TASK PROMPT:
Present the lines from the one containing "Could you point to the backpack" through the end of the entries as a Markdown table with the columns Row and Line, leaving out blank lines.
*** EXTRACTED MATERIAL ***
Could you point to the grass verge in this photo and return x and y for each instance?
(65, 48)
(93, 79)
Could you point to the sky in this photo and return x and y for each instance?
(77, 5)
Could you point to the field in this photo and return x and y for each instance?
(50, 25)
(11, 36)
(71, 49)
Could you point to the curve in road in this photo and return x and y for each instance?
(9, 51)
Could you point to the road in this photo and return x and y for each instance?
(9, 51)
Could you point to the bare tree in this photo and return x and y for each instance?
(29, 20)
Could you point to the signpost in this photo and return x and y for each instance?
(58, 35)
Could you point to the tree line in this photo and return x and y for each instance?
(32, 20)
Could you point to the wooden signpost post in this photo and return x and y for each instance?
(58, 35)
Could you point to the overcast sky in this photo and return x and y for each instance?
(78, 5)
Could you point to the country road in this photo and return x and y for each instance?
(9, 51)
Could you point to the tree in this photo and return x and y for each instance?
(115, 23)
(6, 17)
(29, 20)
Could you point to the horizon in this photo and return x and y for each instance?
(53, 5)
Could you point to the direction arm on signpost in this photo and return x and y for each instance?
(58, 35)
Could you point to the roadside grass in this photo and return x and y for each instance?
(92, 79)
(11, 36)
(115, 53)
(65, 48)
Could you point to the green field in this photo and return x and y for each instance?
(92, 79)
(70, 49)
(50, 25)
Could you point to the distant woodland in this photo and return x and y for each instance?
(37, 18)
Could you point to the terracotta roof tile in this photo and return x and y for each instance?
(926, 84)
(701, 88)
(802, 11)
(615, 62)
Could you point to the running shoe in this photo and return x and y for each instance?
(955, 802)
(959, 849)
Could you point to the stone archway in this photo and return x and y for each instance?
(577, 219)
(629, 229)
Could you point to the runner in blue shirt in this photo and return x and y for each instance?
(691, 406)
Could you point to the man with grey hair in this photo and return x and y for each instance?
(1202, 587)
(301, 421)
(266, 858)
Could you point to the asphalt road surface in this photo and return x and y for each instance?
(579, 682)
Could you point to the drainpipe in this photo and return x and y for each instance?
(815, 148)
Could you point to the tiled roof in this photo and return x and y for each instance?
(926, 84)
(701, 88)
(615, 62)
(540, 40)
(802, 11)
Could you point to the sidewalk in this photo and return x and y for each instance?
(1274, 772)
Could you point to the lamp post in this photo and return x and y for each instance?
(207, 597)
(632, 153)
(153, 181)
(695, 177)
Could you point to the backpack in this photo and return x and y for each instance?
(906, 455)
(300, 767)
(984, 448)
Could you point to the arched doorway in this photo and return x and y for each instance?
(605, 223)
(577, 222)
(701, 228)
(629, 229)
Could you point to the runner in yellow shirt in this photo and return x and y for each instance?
***
RESULT BELOW:
| Row | Line |
|---|---|
| 1 | Could you point to the backpack in this photo and return x and y for each instance? |
| 2 | (906, 455) |
| 3 | (300, 767) |
| 4 | (984, 448) |
| 5 | Could you point to the arched doorway in this photo and return x and y for each instance? |
| 6 | (605, 223) |
| 7 | (577, 222) |
| 8 | (701, 228) |
| 9 | (629, 229) |
| 10 | Could you point to the runner in yellow shirt in this photo and return x and y for each instance? |